__EXTRACT TO READ__:
How much disk space you can save by using INT4/INT instead of INT8/BIGINT?

Lately there have been couple of discussions on IRC, Slack, and Reddit that showed that people assume that by using int4/integer they use 4 bytes less than they would in case of int8/bigint. This is not really the case. Let me explain why.

First quick test. On my computer, which is running some Ryzen processor, and 64bit architecture:

$ SELECT version();
 PostgreSQL 15devel ON x86_64-pc-linux-gnu, compiled BY gcc (Ubuntu 11.2.0-7ubuntu2) 11.2.0, 64-bit
(1 ROW)

__ROWS__:

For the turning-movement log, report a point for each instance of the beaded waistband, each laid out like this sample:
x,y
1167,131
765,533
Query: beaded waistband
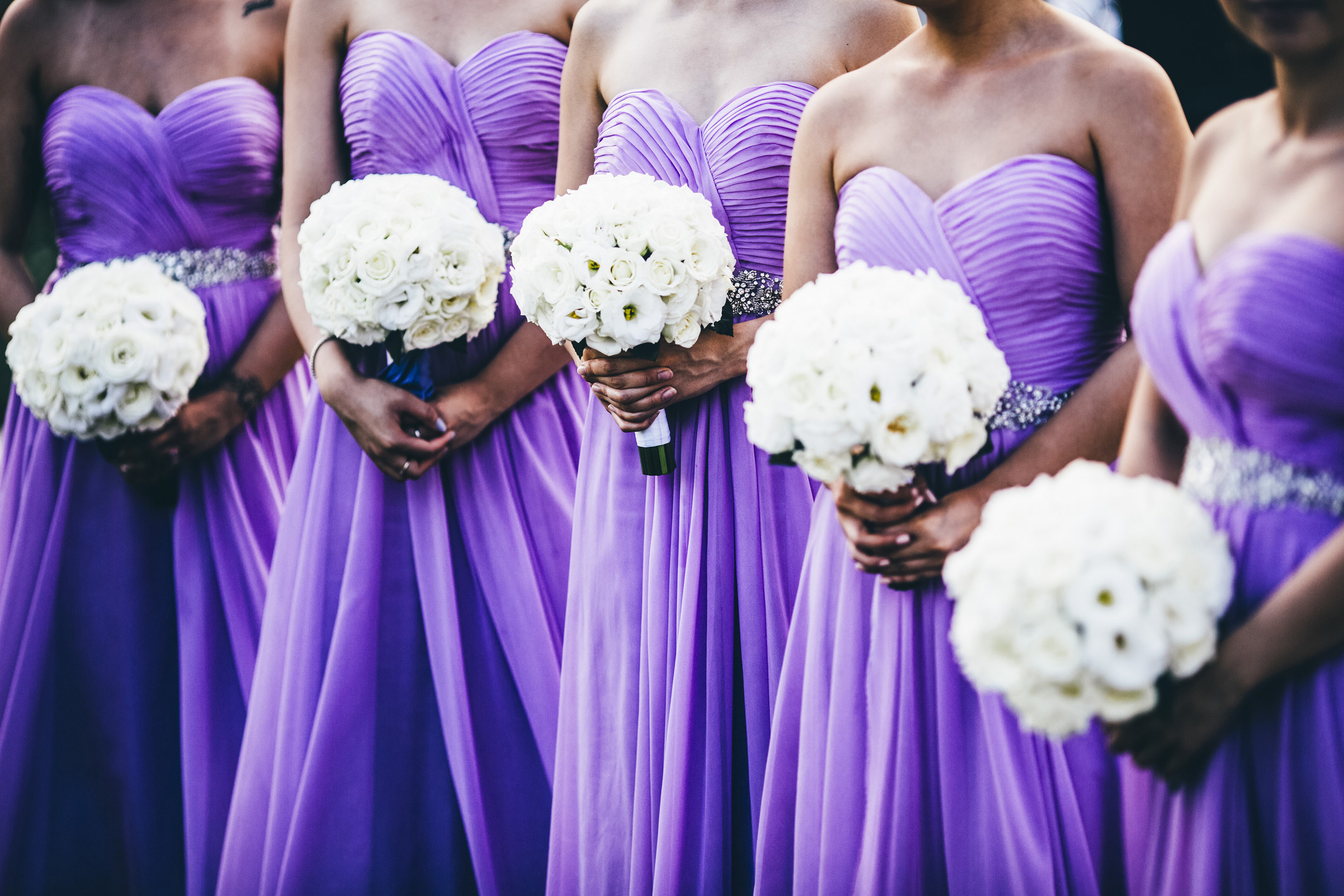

__DESCRIPTION OF THE TASK__:
In the post on integer disk space, substitute "conversations" for "discussions" and give the passage again, starting at "How much disk" and ending at "me explain why.".

__ANSWER TO THIS TASK__:
How much disk space you can save by using INT4/INT instead of INT8/BIGINT?

Lately there have been couple of conversations on IRC, Slack, and Reddit that showed that people assume that by using int4/integer they use 4 bytes less than they would in case of int8/bigint. This is not really the case. Let me explain why.